━━ INPUT MATERIAL ━━

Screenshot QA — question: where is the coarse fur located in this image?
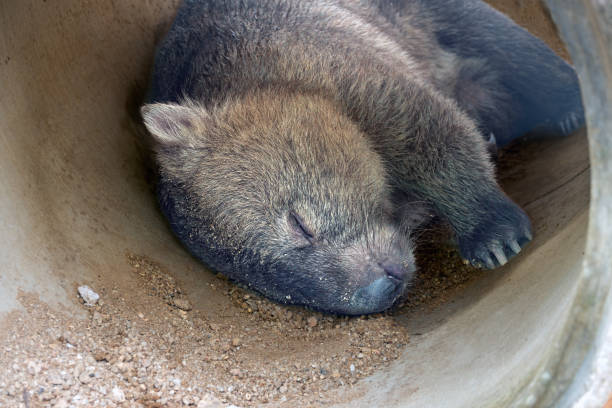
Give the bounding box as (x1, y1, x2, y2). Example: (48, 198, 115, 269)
(141, 0, 585, 314)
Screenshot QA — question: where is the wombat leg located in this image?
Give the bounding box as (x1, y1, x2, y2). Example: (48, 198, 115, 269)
(354, 78, 533, 268)
(419, 0, 585, 146)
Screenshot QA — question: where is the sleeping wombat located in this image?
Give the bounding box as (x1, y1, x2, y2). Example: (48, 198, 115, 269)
(141, 0, 584, 314)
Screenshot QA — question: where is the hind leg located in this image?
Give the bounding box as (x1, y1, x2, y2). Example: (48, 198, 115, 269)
(418, 0, 585, 147)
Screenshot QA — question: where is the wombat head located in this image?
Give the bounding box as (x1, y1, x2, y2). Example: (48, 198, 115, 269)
(142, 90, 415, 314)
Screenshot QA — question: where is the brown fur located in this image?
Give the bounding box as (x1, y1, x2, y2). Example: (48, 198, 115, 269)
(141, 0, 582, 314)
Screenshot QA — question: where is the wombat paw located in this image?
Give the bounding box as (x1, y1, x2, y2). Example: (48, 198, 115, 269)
(457, 199, 532, 269)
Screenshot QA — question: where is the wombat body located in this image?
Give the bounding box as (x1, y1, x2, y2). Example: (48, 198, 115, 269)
(142, 0, 584, 314)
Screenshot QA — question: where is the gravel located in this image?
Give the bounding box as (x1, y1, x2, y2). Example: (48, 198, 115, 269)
(0, 253, 416, 407)
(0, 239, 482, 407)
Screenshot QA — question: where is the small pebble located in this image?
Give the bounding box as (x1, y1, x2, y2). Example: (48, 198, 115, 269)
(93, 351, 109, 362)
(26, 360, 41, 375)
(77, 285, 100, 306)
(170, 298, 192, 311)
(196, 394, 225, 408)
(54, 399, 69, 408)
(307, 316, 318, 327)
(47, 372, 63, 385)
(111, 386, 125, 403)
(78, 371, 92, 384)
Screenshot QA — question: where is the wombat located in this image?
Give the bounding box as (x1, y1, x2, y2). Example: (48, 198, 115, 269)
(141, 0, 584, 315)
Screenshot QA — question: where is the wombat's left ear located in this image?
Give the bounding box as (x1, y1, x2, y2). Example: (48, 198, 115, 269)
(140, 102, 208, 147)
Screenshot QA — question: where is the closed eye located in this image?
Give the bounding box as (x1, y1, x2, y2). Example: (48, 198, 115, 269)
(288, 211, 315, 244)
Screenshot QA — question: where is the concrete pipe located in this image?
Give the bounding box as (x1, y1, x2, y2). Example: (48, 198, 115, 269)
(0, 0, 609, 407)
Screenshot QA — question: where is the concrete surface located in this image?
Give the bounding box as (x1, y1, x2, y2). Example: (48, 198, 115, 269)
(0, 0, 609, 407)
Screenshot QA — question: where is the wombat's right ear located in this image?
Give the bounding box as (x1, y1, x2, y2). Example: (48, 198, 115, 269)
(140, 103, 207, 147)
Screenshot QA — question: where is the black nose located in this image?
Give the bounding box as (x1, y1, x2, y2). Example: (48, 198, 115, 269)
(378, 261, 407, 281)
(348, 276, 403, 314)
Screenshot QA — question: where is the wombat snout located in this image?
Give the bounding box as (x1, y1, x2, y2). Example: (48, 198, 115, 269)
(342, 259, 411, 315)
(349, 276, 405, 315)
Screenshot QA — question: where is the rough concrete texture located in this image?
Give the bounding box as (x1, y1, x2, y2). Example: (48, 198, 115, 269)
(0, 0, 606, 407)
(544, 1, 612, 407)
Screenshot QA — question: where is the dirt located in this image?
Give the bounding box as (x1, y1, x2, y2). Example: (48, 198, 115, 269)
(484, 0, 570, 61)
(0, 253, 411, 407)
(0, 238, 481, 408)
(400, 228, 486, 312)
(0, 2, 565, 407)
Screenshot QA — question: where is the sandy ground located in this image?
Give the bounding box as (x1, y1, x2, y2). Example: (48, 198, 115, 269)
(0, 240, 478, 408)
(0, 1, 568, 407)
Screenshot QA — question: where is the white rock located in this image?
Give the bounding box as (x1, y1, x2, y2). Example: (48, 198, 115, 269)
(26, 360, 41, 375)
(77, 285, 100, 306)
(78, 371, 92, 384)
(72, 394, 88, 405)
(111, 386, 125, 403)
(196, 394, 224, 408)
(54, 399, 69, 408)
(47, 371, 64, 385)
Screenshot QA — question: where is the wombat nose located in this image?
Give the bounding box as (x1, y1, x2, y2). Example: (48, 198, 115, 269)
(378, 261, 408, 281)
(348, 276, 403, 315)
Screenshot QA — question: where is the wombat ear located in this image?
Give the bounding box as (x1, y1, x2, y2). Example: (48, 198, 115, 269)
(140, 103, 207, 147)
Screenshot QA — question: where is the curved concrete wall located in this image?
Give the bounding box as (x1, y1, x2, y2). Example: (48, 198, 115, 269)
(0, 0, 609, 407)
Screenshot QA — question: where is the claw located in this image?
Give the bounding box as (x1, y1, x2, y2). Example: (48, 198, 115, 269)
(491, 246, 508, 266)
(487, 132, 497, 145)
(486, 132, 498, 158)
(483, 254, 496, 269)
(509, 239, 522, 254)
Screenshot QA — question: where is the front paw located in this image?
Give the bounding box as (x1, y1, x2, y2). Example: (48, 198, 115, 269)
(457, 198, 532, 269)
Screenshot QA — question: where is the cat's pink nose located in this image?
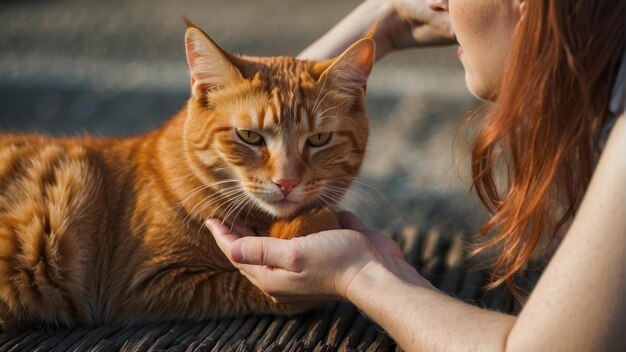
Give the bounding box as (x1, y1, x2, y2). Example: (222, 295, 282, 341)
(274, 179, 299, 197)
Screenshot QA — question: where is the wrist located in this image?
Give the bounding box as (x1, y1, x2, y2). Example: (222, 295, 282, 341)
(344, 257, 435, 302)
(343, 260, 399, 301)
(298, 0, 392, 61)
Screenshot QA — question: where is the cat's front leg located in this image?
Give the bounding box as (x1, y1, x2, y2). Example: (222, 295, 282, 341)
(0, 300, 17, 329)
(114, 266, 312, 324)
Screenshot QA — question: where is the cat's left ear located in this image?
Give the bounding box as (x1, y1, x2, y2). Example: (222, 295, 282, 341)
(314, 38, 375, 96)
(185, 24, 244, 101)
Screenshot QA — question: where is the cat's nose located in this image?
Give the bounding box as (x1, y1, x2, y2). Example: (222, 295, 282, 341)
(274, 179, 299, 197)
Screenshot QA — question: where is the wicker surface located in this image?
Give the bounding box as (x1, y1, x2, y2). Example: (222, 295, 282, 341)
(0, 227, 542, 352)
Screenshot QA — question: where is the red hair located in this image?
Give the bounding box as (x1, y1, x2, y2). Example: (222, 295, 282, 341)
(469, 0, 625, 301)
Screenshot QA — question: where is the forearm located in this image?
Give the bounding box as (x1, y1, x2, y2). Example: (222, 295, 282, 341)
(297, 0, 394, 61)
(346, 262, 516, 351)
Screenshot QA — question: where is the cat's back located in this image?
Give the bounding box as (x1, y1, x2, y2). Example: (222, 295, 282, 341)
(0, 134, 120, 326)
(0, 134, 108, 212)
(0, 133, 138, 237)
(0, 133, 117, 247)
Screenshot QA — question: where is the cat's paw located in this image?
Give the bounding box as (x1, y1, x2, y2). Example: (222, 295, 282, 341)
(0, 300, 18, 330)
(269, 208, 341, 239)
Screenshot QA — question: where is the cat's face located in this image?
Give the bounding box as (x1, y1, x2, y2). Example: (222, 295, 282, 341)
(183, 25, 374, 219)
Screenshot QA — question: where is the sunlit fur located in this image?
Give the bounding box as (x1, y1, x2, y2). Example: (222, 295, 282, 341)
(0, 24, 374, 328)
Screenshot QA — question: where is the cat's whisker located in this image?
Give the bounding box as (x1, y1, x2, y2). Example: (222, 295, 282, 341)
(185, 186, 241, 220)
(325, 176, 394, 208)
(228, 195, 256, 234)
(184, 186, 243, 227)
(208, 190, 246, 222)
(311, 197, 327, 212)
(174, 179, 241, 220)
(311, 72, 330, 115)
(219, 193, 249, 228)
(242, 199, 256, 233)
(318, 192, 343, 206)
(309, 192, 327, 207)
(194, 191, 247, 238)
(321, 188, 375, 219)
(346, 182, 396, 214)
(317, 189, 341, 204)
(320, 189, 379, 226)
(323, 186, 382, 227)
(192, 188, 243, 223)
(173, 186, 208, 219)
(315, 193, 337, 212)
(315, 115, 345, 119)
(312, 90, 334, 117)
(325, 187, 377, 213)
(325, 189, 360, 208)
(176, 178, 240, 204)
(316, 106, 338, 120)
(325, 185, 375, 206)
(219, 193, 247, 223)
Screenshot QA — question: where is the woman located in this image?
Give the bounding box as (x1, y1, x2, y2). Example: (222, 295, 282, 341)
(206, 0, 625, 350)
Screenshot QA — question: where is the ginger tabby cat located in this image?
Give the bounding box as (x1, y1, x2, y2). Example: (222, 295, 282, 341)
(0, 22, 374, 328)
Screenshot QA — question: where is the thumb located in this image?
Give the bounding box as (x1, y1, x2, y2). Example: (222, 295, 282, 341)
(232, 237, 303, 272)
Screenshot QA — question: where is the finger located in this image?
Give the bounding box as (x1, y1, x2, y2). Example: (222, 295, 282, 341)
(231, 236, 303, 272)
(423, 11, 455, 40)
(236, 264, 263, 287)
(206, 219, 243, 262)
(337, 211, 369, 231)
(205, 221, 300, 296)
(412, 29, 455, 46)
(236, 264, 299, 296)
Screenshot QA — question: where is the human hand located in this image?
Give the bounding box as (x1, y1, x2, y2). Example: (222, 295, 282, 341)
(385, 0, 456, 48)
(298, 0, 455, 61)
(205, 211, 419, 305)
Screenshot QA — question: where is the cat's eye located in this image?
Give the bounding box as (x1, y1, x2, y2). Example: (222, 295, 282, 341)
(237, 130, 264, 145)
(307, 132, 332, 147)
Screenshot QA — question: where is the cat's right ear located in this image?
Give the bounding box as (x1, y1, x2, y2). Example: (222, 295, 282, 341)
(313, 38, 375, 97)
(185, 26, 244, 101)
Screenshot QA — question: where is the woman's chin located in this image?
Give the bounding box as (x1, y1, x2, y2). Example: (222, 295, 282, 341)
(465, 72, 498, 102)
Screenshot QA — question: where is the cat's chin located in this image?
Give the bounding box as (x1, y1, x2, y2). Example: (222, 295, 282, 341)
(258, 199, 303, 219)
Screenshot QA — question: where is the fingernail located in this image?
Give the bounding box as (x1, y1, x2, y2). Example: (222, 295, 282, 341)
(231, 242, 245, 262)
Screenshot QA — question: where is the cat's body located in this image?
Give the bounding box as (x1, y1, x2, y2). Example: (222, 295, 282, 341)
(0, 24, 374, 328)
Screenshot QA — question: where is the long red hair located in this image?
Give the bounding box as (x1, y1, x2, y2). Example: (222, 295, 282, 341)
(469, 0, 624, 300)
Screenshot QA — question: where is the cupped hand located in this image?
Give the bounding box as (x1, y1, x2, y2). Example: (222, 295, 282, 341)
(205, 211, 411, 305)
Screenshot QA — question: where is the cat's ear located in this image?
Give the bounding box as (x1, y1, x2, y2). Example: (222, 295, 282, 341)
(185, 25, 244, 101)
(315, 38, 375, 96)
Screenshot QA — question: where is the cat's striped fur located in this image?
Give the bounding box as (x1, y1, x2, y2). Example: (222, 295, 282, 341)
(0, 23, 374, 328)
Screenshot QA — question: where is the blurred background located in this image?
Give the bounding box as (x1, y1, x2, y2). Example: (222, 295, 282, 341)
(0, 0, 487, 234)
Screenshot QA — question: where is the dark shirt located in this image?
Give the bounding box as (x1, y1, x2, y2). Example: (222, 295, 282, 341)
(600, 47, 625, 150)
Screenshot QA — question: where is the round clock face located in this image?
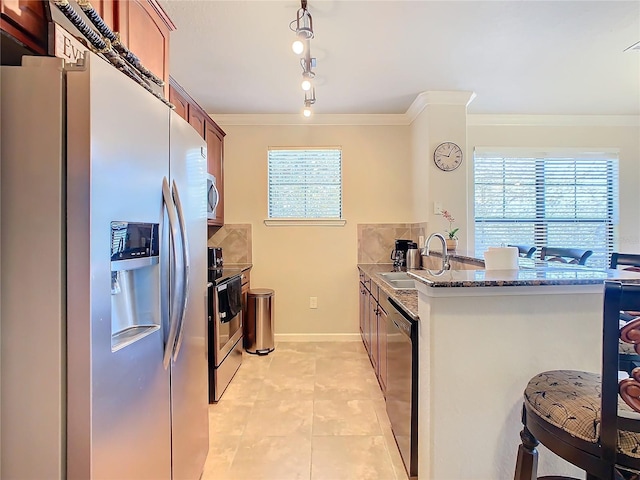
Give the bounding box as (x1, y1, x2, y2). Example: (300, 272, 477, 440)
(434, 142, 463, 171)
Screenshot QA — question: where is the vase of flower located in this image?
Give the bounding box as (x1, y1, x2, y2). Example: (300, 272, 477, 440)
(441, 209, 459, 252)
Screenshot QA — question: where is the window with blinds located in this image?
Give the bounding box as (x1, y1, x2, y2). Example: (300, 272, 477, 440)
(268, 148, 342, 219)
(473, 148, 619, 269)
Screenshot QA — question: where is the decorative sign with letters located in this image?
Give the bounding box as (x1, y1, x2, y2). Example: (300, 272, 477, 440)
(53, 23, 87, 63)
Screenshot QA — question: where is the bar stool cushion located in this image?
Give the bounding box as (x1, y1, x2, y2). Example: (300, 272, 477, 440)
(524, 370, 640, 457)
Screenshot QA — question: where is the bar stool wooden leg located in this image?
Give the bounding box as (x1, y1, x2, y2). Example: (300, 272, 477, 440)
(514, 423, 539, 480)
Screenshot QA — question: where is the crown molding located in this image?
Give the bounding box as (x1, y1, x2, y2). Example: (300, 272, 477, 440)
(406, 91, 477, 123)
(212, 113, 407, 126)
(210, 107, 638, 128)
(468, 114, 640, 127)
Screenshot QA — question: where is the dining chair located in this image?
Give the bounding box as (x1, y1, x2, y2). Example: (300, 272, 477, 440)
(611, 253, 640, 273)
(611, 254, 640, 376)
(514, 281, 640, 480)
(540, 247, 593, 265)
(509, 245, 537, 259)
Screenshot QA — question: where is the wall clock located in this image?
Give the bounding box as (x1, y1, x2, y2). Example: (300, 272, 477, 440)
(433, 142, 463, 171)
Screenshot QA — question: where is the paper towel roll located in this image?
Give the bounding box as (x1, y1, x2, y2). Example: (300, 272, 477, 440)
(484, 246, 519, 270)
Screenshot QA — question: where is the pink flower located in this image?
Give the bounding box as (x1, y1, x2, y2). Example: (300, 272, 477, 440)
(441, 209, 459, 240)
(441, 210, 455, 223)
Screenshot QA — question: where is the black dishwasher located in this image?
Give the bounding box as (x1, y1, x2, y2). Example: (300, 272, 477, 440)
(384, 296, 418, 480)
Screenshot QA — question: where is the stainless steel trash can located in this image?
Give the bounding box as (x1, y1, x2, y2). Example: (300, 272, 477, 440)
(244, 288, 274, 355)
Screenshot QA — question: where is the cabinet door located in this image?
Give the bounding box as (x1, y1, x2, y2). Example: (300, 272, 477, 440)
(377, 306, 388, 394)
(368, 294, 378, 371)
(1, 0, 48, 53)
(89, 0, 117, 32)
(205, 121, 225, 226)
(358, 282, 366, 338)
(169, 84, 189, 122)
(362, 287, 370, 354)
(188, 107, 206, 138)
(118, 0, 173, 97)
(241, 275, 249, 329)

━━━

EXERCISE GOAL » With the pictures omitted, set down each line exactly, starting at the first line of the records above and ending with the line that contains "Screenshot QA — question: where is the sleeping".

RESPONSE »
Screenshot QA — question: where is the coarse fur located in this image?
Give the bounding box as (x1, y1, x2, y2). Example: (48, 198, 115, 269)
(141, 0, 585, 314)
Screenshot QA — question: where is the wombat leg located in this image?
Give the bounding box as (x1, y1, x2, y2). Example: (48, 198, 115, 269)
(354, 78, 533, 268)
(419, 0, 585, 146)
Screenshot QA — question: where is the sleeping wombat located in this image?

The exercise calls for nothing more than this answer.